--- Named-object pointing records ---
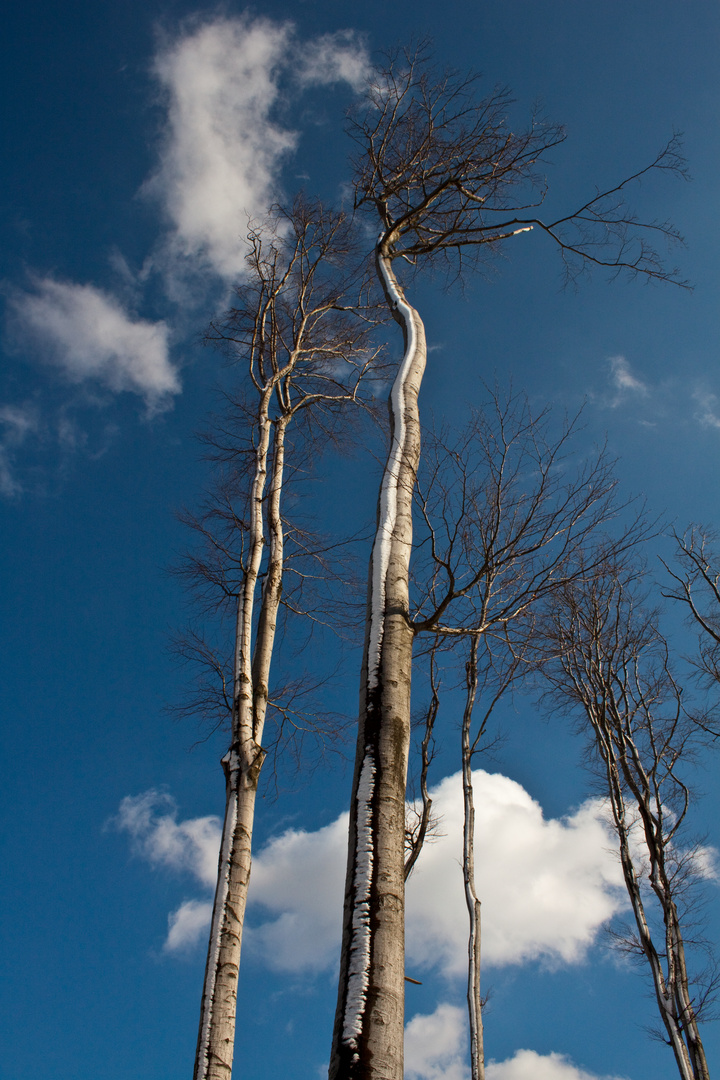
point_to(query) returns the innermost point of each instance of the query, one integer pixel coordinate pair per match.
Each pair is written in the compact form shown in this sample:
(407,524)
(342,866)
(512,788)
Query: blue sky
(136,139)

---

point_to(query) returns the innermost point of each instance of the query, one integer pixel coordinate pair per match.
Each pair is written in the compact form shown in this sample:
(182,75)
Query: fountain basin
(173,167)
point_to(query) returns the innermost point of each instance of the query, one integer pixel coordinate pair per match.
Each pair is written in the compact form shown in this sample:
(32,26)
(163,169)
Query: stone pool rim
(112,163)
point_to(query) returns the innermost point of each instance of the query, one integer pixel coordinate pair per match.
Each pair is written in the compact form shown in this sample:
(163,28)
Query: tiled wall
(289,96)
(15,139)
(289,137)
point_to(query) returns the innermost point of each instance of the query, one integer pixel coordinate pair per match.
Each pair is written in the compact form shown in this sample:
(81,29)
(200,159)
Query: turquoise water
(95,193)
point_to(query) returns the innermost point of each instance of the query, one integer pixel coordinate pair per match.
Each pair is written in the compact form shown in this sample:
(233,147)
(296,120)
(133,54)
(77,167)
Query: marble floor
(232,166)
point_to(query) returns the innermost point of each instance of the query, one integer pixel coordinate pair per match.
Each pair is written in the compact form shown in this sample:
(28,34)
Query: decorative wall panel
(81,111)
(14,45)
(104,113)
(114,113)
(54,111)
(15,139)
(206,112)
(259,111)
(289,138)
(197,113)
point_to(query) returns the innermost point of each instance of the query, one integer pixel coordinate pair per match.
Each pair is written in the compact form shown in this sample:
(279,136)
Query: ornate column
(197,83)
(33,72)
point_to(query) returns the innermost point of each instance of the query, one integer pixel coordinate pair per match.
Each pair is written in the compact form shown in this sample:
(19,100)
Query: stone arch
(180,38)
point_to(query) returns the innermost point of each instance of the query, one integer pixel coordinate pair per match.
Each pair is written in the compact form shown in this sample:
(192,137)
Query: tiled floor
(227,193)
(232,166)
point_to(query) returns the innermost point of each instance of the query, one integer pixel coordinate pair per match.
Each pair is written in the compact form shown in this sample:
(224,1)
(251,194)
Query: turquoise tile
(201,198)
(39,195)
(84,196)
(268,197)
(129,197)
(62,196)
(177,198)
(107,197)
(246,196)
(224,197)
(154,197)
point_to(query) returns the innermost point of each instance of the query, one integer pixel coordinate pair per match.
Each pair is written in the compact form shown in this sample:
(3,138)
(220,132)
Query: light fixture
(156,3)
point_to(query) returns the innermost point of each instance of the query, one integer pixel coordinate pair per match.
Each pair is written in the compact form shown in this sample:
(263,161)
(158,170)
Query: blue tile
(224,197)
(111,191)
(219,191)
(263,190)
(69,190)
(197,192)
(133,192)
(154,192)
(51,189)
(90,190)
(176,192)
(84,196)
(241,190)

* * *

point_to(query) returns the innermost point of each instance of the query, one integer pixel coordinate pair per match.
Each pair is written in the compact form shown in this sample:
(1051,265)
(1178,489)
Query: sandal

--- WRITTEN REQUEST ---
Locate each line in the listing that contains the string "turquoise" and copy those lines. Case counts: only lines that match that capitalization qualify.

--- SOLUTION ---
Query: turquoise water
Query: turquoise tile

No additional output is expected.